■ WHAT YOU NEED TO DO ■
The lines to copy are those holding the string "instance" in the entries below.

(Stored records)
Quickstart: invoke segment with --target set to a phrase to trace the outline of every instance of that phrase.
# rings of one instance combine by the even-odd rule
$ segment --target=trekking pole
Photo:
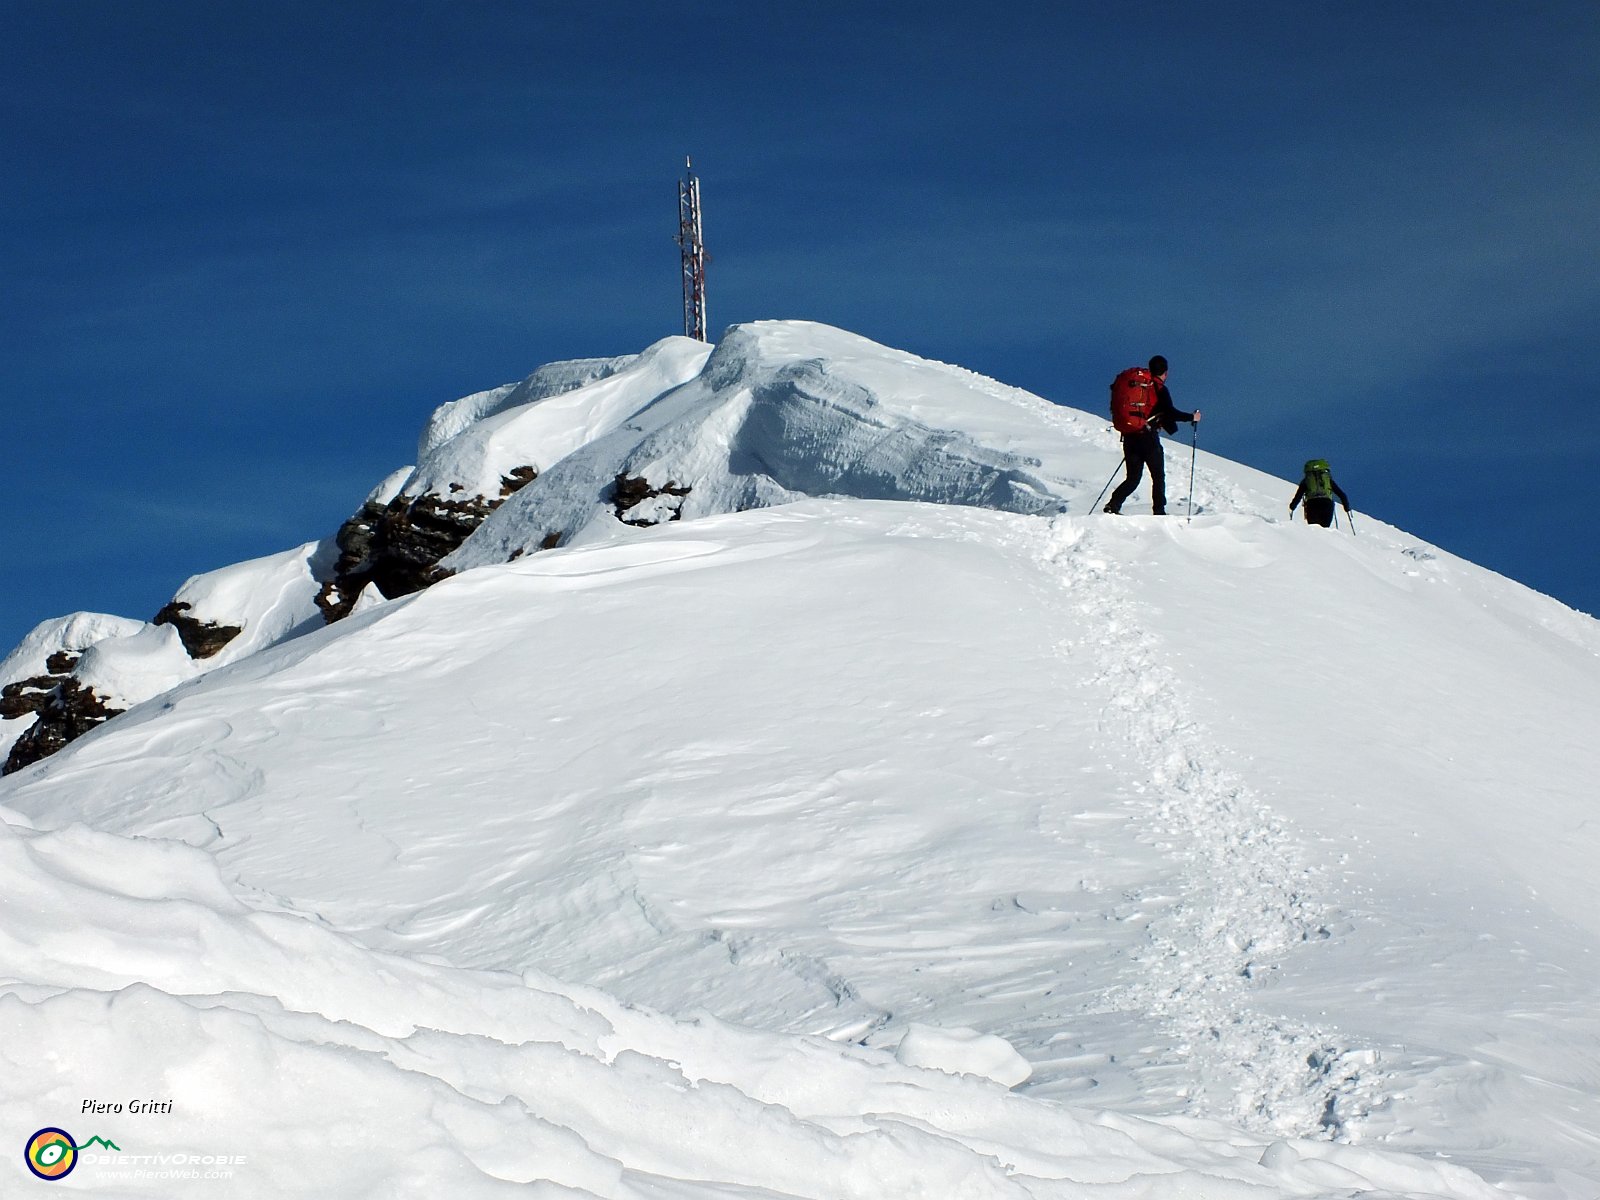
[[[1111,480],[1117,477],[1117,472],[1120,470],[1122,470],[1121,463],[1118,463],[1116,466],[1111,468],[1111,478],[1106,480],[1106,486],[1101,488],[1100,494],[1094,498],[1094,508],[1091,508],[1089,510],[1090,512],[1097,512],[1099,510],[1100,501],[1105,499],[1106,491],[1111,487]]]
[[[1350,526],[1350,536],[1351,537],[1355,537],[1355,535],[1356,535],[1356,515],[1355,515],[1355,513],[1351,512],[1348,508],[1345,509],[1344,510],[1344,520],[1345,520],[1345,524]]]
[[[1189,515],[1183,519],[1185,525],[1194,520],[1194,459],[1200,451],[1200,422],[1189,422],[1189,430],[1193,436],[1189,441]]]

■ WRITTEN SOLUTION ■
Quickstart: invoke segment with --target set to a phrase to trace the outline of every instance of that phrase.
# rings of one instance combine by the even-odd rule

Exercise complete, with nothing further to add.